Text section:
•••••
# Ruger m77 or savage 110



## jerhurt (Dec 7, 2014)

Looking to buy a new 30-06 not sure which brand will hold up the best

Sent from my iPhone using Tapatalk


----------



## texaspredatorhunter (Aug 14, 2014)

I love me a Ruger. I got one in 22-250 and its a sweet shooting little SOB! Had one in 7mag and loved it as well shouldn't have gotten rid of it.


----------



## hassell (Feb 9, 2010)

I'm a Ruger fan also.


----------



## Dialed_In (Jan 5, 2013)

I own a Savage Model 10 Precision Carbine & three Rugers. The Savage is a 20" bbl in 308 and is good on hunting loads to 400 yards safely. The Rugers in both 77 & American are excellent as well. The Rugers are in 223 (77), and 7-08 & 204 for the Americans. I wouldn't give you a nickel for the difference in shooting. The Ruger does however, come with rings on the 77 & bases only on the American. Add your own rings & bases on the Savage. I will say the hammer forged barrels take some breaking-in to shoot their best. My experience with them indicate they need 100 rounds down range with cleaning between every 30-35 to get them in the groove. Good luck on your decision. Any new gun purchase is a pleasure!


----------



## youngdon (Mar 10, 2010)

I don't think you could go wrong with either. I've got 2 Rugers in 243 and 300WM and 2 Savages in 22-250 and 30-06. All four shoot well. Go try them on at the local gun store and see which fits better


----------



## jerhurt (Dec 7, 2014)

Made up my mind and ordered the hawk eye. Just wondering if anyone free floated the barrel on there hawk eye. Does it make a difference or not ?

Sent from my iPhone using Tapatalk


----------



## Jonbnks (Jan 21, 2012)

I've had my Ruger M77 all weather 30-06 for 10 years. Rifle looks almost brand new and shoots great. I've probably shot almost 300 rounds out of my rifle. I currently have a Burris Fullfield E1 3x9x50 on the rifle. I mainly bow hunted last year, but I shot a nice big coyote with the 30/06 last fall.


----------



## singlesix (May 13, 2010)

I too am a Ruger fan, i have the m77 in 308 its a really good shooting gun. Over all i think its a more solid gun than savage , with the better trigger going to Savage


----------



## dwtrees (Mar 5, 2012)

I have the M77 in a 270 and it is just as acurate as any othe rifle out there for the price. This one has harvested many deer in it years of service. I'm sure you wont be disappointed with yours.


----------



## jerhurt (Dec 7, 2014)

I got one that shot like a shot gun took it back to my local shop he went through it and got the same results. Back to Ruger it goes they got same results and sent a new one back . They didn't tell us what was wrong with the other one but this one shoots great. I'm very happy with there customer service

Sent from my iPhone using Tapatalk


----------
•••••
Records provided:

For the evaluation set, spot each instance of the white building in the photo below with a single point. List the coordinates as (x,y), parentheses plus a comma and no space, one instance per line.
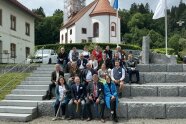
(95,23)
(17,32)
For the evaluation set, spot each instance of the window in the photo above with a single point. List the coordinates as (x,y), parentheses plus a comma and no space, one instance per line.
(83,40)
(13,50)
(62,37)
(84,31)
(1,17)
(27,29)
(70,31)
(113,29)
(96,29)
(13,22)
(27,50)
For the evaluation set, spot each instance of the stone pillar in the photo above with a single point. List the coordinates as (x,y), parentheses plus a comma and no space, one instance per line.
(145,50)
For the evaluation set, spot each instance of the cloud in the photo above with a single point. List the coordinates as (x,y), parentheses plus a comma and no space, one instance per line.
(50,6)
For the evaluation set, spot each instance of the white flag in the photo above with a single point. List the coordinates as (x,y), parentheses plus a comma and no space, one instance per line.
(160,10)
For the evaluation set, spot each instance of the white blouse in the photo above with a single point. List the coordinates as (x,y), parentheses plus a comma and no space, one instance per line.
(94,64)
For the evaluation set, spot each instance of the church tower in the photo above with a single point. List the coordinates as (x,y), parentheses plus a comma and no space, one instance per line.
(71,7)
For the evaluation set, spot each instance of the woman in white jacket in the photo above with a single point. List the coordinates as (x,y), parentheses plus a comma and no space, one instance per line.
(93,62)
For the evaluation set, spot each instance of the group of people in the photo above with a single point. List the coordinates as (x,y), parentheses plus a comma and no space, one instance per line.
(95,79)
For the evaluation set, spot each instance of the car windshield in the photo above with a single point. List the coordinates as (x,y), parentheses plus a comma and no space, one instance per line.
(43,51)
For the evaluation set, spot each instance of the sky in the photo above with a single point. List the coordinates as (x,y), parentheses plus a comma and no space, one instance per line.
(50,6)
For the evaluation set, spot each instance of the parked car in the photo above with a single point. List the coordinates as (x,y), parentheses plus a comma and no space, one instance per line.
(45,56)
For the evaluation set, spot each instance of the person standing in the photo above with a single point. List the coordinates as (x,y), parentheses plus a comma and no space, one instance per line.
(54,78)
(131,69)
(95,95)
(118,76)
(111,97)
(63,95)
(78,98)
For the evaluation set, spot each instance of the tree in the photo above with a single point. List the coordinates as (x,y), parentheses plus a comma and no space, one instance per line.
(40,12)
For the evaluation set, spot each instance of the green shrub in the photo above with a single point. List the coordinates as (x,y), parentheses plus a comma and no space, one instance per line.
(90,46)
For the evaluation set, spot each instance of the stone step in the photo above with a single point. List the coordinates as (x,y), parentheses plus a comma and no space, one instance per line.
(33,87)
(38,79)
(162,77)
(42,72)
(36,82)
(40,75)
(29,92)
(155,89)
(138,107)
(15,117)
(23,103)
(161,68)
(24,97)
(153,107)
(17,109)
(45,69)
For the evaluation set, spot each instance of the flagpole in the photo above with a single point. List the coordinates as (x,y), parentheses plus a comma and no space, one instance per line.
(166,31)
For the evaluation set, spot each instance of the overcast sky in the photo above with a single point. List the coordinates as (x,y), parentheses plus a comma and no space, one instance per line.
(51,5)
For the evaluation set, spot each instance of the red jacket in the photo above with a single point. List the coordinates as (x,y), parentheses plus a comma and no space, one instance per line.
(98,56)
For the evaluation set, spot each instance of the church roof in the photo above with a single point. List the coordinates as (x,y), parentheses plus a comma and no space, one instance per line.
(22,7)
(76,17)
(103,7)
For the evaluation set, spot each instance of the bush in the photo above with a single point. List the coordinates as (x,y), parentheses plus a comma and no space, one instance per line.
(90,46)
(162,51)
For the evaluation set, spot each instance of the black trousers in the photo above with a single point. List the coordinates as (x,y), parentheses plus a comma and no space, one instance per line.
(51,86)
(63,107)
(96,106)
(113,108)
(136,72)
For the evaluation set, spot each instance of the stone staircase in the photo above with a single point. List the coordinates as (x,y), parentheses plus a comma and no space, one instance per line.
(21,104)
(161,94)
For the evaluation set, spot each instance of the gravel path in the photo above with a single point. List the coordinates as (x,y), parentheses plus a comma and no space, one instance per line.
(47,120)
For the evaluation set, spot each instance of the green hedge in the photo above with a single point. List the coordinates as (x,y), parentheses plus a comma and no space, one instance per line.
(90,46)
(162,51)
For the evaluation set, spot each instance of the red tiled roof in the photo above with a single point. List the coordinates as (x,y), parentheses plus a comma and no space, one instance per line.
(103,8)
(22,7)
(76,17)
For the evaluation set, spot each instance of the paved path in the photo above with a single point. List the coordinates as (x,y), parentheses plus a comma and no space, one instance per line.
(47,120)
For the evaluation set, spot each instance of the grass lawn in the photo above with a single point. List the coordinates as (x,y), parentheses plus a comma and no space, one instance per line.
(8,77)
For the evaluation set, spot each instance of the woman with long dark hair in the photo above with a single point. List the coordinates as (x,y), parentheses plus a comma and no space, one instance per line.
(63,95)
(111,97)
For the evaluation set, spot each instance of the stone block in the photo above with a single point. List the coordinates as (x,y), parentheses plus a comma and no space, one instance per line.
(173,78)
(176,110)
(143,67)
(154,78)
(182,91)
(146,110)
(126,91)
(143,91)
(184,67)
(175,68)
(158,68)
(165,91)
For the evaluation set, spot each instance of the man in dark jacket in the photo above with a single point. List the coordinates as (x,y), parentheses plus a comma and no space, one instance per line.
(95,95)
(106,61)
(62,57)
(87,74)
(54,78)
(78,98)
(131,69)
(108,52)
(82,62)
•••••
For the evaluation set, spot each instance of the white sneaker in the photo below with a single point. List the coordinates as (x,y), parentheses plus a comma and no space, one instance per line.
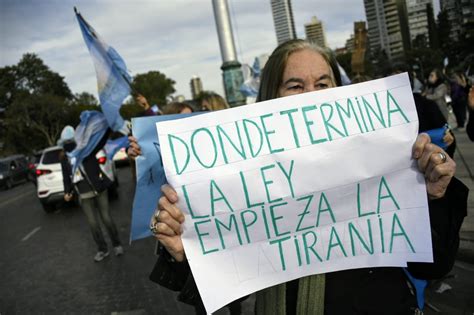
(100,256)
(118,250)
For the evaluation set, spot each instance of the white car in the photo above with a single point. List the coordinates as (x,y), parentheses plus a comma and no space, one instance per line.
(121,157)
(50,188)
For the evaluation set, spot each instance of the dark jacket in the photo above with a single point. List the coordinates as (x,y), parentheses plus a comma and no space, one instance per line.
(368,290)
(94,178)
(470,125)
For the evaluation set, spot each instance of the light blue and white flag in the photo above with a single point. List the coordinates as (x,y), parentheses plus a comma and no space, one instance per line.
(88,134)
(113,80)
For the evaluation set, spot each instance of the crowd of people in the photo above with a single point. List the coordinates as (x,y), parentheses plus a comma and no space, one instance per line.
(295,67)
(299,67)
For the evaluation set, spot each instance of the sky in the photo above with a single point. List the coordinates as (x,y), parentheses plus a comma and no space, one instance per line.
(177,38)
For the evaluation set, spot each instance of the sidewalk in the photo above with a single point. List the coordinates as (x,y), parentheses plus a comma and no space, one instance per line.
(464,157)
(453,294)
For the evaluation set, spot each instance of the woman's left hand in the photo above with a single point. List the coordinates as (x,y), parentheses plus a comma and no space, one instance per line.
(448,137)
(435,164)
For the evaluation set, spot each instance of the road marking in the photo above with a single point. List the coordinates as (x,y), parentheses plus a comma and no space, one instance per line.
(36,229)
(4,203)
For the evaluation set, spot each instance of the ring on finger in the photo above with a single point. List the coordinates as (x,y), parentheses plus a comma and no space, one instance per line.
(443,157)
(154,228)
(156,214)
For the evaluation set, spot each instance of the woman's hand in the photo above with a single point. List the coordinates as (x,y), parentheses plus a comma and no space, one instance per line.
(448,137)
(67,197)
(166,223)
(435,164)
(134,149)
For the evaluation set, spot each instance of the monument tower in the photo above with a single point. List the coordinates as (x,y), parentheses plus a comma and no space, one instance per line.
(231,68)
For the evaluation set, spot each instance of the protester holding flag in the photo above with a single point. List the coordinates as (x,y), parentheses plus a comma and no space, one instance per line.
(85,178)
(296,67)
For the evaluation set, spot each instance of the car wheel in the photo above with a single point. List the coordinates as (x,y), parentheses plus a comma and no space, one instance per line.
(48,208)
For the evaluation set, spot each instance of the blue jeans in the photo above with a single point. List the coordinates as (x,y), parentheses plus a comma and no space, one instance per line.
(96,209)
•••••
To be done:
Please state how many rounds Dialed_In says the hammer forged barrels need in the Ruger versus Savage forum thread to break in.

Result for this task:
100 rounds down range, with cleaning between every 30-35.